Given passage:
  • Discriminating GIE from semiclassical or collapse models: Develop explicit, falsifiable predictions (beyond mean-field failures) for semiclassical gravity and objective collapse theories in the GIE regime, including noise budgets and witness statistics that can rule them out.
  • Direct measurability of the Newtonian field operator: Propose operational schemes to probe the operator nature of the Newtonian potential (e.g., field tomography via probe superpositions) rather than inferring it indirectly from two-body entanglement.
  • Gravitational gauge-fixing dependence: Perform explicit, side-by-side calculations of entanglement generation in linearized gravity under different gauges to quantify which features are gauge artifacts and which are gauge-invariant (and potentially observable).
  • Near-field vs retarded-field crossovers: Provide quantitative criteria and scaling laws for when retardation, post-Newtonian corrections, or radiative modes become non-negligible in mesoscopic GIE experiments, and how these modify the entanglement phase and witness outcomes.

Exercise requirements:
Pick up the list of research directions on gravitationally induced entanglement after its last item and add further items in the same format. The records that come next are not needed for any of the work here.

Extracted records:
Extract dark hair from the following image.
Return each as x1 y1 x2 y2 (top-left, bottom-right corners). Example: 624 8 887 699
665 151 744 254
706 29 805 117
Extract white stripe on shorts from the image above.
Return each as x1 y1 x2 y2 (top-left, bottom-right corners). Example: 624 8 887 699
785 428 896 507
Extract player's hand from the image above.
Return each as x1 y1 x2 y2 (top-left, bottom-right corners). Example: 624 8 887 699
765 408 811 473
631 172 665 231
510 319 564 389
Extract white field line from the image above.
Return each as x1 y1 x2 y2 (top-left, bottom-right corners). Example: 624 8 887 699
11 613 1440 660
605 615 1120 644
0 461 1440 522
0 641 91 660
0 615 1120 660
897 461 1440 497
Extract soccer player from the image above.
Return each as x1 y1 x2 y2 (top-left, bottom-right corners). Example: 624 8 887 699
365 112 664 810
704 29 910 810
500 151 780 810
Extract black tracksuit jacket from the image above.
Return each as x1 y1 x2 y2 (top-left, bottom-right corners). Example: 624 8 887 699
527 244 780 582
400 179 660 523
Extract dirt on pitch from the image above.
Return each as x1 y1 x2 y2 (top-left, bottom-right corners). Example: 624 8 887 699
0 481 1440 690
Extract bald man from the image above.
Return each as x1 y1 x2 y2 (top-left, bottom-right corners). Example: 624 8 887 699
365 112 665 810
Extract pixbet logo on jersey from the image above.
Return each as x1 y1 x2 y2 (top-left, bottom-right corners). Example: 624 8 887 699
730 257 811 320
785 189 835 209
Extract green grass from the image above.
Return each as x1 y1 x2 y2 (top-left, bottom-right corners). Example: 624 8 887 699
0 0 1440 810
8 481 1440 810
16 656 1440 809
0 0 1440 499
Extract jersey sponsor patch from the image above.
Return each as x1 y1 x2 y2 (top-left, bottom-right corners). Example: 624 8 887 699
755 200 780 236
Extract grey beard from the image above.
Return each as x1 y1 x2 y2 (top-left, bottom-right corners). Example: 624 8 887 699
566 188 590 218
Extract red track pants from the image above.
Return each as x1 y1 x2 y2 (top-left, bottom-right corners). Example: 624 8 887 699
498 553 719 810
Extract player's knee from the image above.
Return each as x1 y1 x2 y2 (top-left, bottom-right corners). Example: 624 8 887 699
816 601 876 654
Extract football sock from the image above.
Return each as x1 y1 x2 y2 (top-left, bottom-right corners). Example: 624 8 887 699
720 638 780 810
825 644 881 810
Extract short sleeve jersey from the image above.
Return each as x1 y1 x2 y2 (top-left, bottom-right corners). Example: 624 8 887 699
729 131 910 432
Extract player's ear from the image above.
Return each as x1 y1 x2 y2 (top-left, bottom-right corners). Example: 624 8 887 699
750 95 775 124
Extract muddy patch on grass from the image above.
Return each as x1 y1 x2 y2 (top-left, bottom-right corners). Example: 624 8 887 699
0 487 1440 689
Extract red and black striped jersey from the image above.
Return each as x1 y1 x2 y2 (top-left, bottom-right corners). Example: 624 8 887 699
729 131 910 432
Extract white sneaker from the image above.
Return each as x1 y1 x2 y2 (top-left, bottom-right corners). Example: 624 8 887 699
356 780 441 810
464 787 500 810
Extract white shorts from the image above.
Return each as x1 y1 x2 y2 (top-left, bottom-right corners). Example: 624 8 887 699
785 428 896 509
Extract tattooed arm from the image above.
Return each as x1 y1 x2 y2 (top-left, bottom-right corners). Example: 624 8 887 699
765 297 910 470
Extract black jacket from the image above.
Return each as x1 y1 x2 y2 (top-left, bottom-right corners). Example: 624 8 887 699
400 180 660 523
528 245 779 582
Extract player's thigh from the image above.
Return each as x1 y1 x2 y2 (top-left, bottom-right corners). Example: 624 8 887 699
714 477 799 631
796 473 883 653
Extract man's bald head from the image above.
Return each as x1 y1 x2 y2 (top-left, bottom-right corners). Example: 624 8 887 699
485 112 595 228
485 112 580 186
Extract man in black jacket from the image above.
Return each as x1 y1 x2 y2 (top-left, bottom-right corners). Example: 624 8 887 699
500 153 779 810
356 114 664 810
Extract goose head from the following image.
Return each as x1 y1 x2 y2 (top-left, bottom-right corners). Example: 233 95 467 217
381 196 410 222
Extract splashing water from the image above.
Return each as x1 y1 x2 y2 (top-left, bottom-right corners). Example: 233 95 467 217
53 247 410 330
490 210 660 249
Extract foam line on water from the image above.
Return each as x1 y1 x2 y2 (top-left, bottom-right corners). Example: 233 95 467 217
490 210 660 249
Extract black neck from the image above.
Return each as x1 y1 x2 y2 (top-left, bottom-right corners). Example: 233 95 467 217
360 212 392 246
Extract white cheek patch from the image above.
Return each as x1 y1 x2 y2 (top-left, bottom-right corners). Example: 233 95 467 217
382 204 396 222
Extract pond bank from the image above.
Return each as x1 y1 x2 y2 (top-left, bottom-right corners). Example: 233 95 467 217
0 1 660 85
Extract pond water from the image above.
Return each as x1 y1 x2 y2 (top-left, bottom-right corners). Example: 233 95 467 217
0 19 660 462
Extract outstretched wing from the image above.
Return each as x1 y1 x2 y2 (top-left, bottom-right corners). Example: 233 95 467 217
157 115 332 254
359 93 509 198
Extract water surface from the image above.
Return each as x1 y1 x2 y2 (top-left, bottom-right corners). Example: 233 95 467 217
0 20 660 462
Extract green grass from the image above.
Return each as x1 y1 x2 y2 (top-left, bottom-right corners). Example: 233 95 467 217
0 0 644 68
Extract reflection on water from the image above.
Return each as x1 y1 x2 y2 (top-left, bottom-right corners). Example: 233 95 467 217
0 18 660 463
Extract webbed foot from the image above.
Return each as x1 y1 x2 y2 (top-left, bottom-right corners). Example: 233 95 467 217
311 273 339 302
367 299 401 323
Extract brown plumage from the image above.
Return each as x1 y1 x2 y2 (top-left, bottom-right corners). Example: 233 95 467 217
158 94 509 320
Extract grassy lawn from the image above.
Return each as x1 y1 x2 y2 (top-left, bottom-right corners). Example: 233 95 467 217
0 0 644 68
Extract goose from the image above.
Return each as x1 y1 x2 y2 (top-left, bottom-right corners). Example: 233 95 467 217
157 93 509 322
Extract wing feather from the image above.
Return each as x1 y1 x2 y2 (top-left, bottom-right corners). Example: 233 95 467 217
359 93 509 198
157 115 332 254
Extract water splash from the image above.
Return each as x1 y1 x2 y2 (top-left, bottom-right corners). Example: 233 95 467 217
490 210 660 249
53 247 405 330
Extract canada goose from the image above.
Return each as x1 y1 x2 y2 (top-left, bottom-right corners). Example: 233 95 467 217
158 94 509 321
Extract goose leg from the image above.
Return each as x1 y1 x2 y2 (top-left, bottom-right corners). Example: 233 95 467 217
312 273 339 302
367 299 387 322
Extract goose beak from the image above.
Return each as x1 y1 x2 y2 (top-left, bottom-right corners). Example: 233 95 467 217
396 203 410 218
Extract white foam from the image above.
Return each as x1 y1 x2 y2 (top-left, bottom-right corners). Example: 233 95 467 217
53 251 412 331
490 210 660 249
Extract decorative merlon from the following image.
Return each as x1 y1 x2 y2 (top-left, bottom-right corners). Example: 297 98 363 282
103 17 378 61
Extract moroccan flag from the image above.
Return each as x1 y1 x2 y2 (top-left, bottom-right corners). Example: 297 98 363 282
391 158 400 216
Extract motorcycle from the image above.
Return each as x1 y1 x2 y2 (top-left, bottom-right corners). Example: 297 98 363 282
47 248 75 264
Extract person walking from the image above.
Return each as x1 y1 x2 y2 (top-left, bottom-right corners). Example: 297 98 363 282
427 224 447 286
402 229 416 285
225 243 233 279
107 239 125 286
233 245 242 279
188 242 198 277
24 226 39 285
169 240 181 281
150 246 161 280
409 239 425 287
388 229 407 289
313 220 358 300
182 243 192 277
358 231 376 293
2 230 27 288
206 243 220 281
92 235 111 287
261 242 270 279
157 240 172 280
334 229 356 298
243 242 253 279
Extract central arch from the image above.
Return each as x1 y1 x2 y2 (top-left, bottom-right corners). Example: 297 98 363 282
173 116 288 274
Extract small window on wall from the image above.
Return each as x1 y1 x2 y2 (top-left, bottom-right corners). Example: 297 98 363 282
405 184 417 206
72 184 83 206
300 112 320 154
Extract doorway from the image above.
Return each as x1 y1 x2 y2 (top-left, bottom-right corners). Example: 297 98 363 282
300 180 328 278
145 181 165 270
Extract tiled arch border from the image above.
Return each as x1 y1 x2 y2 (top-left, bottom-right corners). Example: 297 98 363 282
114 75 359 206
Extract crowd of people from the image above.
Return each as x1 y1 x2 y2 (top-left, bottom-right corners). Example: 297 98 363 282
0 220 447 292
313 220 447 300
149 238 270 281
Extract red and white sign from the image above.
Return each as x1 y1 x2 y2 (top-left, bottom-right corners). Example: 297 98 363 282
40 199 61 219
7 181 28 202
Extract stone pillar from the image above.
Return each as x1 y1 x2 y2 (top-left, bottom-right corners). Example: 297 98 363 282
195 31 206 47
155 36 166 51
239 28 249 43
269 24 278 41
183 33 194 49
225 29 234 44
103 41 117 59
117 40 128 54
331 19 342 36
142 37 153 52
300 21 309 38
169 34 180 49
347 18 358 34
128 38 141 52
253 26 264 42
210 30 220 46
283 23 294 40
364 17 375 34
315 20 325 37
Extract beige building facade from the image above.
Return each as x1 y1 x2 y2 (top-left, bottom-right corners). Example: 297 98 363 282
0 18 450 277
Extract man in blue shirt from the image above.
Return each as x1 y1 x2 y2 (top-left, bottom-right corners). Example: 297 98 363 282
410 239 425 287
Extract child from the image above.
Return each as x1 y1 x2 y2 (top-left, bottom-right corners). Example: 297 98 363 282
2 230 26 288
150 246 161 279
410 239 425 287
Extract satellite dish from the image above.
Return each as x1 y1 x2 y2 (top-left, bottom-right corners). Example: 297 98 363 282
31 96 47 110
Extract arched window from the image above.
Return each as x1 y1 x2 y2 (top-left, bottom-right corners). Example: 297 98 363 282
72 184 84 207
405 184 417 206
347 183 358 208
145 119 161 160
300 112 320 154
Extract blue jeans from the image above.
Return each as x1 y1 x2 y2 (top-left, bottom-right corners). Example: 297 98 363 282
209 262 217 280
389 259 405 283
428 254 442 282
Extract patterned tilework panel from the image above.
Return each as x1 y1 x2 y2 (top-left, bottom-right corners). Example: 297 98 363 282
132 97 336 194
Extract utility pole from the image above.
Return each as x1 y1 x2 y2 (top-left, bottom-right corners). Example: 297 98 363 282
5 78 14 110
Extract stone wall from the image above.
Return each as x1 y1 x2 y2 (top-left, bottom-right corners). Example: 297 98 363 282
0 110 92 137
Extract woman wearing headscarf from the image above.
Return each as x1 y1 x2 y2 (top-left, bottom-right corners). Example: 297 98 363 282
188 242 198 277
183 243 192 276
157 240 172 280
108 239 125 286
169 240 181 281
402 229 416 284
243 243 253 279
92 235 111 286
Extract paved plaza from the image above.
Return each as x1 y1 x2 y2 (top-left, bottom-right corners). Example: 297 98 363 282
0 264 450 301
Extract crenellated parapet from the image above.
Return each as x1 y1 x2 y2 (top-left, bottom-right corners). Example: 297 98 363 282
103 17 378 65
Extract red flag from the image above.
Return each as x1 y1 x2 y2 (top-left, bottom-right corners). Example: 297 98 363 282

Task answer:
  • Soft-graviton/memory observables in tabletop setups: Assess whether gravitational memory or soft-theorem-related signatures could be leveraged in modified GIE protocols to access genuinely radiative (and hence mediator-specific) gravitational effects.
  • Robust entanglement witnesses under realistic noise: Derive witnesses or protocols that remain conclusive in the presence of dominant non-gravitational couplings (residual EM, Casimir–Polder, patch potentials), motional decoherence, and thermal noise, and quantify their discriminating power against alternative channels.
  • Resource accounting under different ontologies: In an information-theoretic framework, characterize the “resource” cost (e.g., communication, ancillary systems) of establishing entanglement in local-mediator vs non-local-interaction vs absorber pictures, and identify any operational differences that could lead to testable distinctions.
  • Gravitational time-dilation effects in GIE: Systematically include relativistic time-dilation and internal energy contributions (mass–energy equivalence) in GIE calculations to determine whether they produce measurable corrections or confounds to the entangling phase.
  • Multi-body and networked GIE: Extend the theory from two-body setups to many-body or networked superpositions to see if higher-order correlations, monogamy constraints, or entanglement structure can reveal features of the underlying channel not visible in two-body experiments.
  • Explicit second-order calculations in gravity: Provide complete perturbative calculations (analogous to the EM oscillator example) for gravitationally coupled systems that include all intermediate matter and field states, clarifying whether omissions change conclusions about the “mediator” role.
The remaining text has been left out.